■ **Task description**
Answer from the article below on Boston hiring laid-off federal workers:
(a) Which city councilor filed the hearing order, and on what day?
(b) Which two counties does the order name as places recruiting fired federal workers?
(c) As of what month and year did Boston have nearly 2,000 vacancies?

■ **Source document**
Gayla Cawley, Boston Herald on

Published in News & Features

BOSTON — A city councilor says Boston should explore ways to hire laid-off federal workers as a means to start filling nearly 2,000 vacant jobs throughout city government.

City Councilor Benjamin Weber, in a hearing order filed Monday, suggested ways Boston can begin to provide employment for federal workers “who have recently fallen victim to draconian, mass layoffs” carried out by the Trump administration.

“Many states and municipalities have been working to mitigate the impact of cuts to the federal workforce,” Weber wrote in his order. “For example, targeted efforts to recruit fired federal workers have been launched in places such as Hawaii, Pennsylvania, Virginia, New York state, Montgomery County in Maryland and Fairfax County in Virginia.

“As of April 2024, the City of Boston had nearly 2,000 vacancies across multiple city departments, including many of those positions remaining unfilled for extended periods of time,” the councilor wrote. “The City of Boston should examine whether it should recruit and train federal employees who have recently fallen victim to draconian, mass layoffs without cause.”

■ **Extracted records**
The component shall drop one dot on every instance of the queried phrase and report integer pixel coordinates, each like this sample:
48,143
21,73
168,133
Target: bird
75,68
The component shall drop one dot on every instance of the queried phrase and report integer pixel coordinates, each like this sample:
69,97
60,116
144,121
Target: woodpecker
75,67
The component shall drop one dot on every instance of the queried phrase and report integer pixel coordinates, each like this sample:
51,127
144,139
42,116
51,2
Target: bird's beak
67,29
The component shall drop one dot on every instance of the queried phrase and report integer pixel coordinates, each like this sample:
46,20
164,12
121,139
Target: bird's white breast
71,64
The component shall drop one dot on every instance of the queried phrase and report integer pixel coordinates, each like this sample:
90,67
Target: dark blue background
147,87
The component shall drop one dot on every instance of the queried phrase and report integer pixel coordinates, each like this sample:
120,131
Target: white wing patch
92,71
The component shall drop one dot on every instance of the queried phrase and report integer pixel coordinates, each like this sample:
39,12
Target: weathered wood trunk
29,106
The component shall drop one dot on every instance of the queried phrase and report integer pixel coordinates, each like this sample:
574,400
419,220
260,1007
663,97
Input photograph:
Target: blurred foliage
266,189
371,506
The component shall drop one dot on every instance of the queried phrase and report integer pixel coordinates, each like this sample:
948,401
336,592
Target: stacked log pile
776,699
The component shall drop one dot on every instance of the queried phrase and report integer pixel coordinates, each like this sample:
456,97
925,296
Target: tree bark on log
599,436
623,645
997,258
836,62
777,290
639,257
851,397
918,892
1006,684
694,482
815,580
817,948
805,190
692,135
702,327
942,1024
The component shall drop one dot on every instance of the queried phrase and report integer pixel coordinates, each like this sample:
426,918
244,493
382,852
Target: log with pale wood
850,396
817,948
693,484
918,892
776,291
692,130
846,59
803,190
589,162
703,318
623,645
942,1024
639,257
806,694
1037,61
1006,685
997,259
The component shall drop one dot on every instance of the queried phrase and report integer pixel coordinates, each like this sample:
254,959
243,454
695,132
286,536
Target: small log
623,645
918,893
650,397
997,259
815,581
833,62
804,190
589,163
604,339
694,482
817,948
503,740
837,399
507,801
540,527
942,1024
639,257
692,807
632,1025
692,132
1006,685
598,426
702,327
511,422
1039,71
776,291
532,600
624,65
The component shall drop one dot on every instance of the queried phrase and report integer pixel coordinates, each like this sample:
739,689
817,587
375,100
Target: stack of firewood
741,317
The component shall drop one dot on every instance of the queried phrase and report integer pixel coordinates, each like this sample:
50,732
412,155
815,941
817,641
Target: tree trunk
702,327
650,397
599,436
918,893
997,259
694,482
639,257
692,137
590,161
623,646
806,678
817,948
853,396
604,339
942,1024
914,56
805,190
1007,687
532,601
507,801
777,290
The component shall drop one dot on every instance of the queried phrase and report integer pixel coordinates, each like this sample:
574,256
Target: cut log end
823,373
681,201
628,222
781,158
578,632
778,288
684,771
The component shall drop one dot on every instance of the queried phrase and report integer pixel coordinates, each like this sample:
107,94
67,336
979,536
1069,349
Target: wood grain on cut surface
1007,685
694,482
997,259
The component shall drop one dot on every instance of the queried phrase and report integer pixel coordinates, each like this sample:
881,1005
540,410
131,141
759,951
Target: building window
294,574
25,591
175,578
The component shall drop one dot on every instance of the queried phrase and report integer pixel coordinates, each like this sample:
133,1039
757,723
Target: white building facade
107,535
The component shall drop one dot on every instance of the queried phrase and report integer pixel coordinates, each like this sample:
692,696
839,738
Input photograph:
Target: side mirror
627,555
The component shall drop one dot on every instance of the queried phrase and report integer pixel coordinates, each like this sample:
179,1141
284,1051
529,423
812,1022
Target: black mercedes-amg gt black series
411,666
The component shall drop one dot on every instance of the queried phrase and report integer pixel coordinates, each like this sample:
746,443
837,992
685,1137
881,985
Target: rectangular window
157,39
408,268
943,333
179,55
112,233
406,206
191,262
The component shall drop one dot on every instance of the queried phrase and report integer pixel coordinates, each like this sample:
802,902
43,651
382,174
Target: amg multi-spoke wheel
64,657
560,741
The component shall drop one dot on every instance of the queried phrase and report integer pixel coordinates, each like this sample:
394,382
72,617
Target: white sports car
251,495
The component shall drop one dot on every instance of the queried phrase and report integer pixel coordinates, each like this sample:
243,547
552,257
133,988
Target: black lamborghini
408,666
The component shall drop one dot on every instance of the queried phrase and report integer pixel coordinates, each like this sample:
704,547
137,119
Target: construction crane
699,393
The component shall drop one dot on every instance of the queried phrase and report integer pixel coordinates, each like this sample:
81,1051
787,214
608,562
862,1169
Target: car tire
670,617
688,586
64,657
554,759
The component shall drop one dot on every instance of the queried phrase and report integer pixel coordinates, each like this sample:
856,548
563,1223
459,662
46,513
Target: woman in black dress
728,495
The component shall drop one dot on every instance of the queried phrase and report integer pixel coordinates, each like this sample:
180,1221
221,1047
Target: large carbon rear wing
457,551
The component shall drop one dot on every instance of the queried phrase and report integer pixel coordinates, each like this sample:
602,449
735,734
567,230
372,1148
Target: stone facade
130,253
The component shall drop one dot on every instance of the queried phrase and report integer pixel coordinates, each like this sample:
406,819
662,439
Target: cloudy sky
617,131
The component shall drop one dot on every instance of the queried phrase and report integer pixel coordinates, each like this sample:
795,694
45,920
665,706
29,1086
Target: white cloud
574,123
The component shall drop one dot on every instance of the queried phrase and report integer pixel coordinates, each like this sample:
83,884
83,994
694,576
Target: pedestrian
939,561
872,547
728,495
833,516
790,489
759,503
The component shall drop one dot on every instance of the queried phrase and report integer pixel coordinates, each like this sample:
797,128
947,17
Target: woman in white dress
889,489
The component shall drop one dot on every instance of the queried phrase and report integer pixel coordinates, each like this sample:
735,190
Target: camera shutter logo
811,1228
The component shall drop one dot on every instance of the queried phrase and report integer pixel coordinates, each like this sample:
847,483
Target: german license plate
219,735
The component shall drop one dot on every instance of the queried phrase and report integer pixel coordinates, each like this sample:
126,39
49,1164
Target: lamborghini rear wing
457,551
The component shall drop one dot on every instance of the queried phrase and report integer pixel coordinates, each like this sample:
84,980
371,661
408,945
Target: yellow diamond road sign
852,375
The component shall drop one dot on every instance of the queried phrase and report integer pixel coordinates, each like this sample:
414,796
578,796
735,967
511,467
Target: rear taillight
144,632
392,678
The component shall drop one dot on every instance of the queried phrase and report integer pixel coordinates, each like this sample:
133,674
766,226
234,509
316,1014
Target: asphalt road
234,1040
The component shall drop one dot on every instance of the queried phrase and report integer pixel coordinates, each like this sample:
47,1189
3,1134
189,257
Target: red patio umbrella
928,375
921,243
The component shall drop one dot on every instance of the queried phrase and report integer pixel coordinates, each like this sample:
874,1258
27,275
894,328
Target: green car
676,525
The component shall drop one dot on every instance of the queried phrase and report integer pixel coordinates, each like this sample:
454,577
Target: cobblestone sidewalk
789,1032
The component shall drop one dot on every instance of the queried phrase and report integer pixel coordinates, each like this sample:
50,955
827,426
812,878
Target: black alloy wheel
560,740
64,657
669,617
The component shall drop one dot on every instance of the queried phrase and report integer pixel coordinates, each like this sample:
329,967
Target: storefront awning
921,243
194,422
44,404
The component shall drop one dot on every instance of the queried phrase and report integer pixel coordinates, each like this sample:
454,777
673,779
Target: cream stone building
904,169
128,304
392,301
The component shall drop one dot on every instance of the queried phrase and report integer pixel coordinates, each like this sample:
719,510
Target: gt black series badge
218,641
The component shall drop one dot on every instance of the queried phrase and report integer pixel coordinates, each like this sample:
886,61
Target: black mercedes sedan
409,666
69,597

■ **Output for this task**
(a) Benjamin Weber, on Monday
(b) Montgomery County in Maryland and Fairfax County in Virginia
(c) April 2024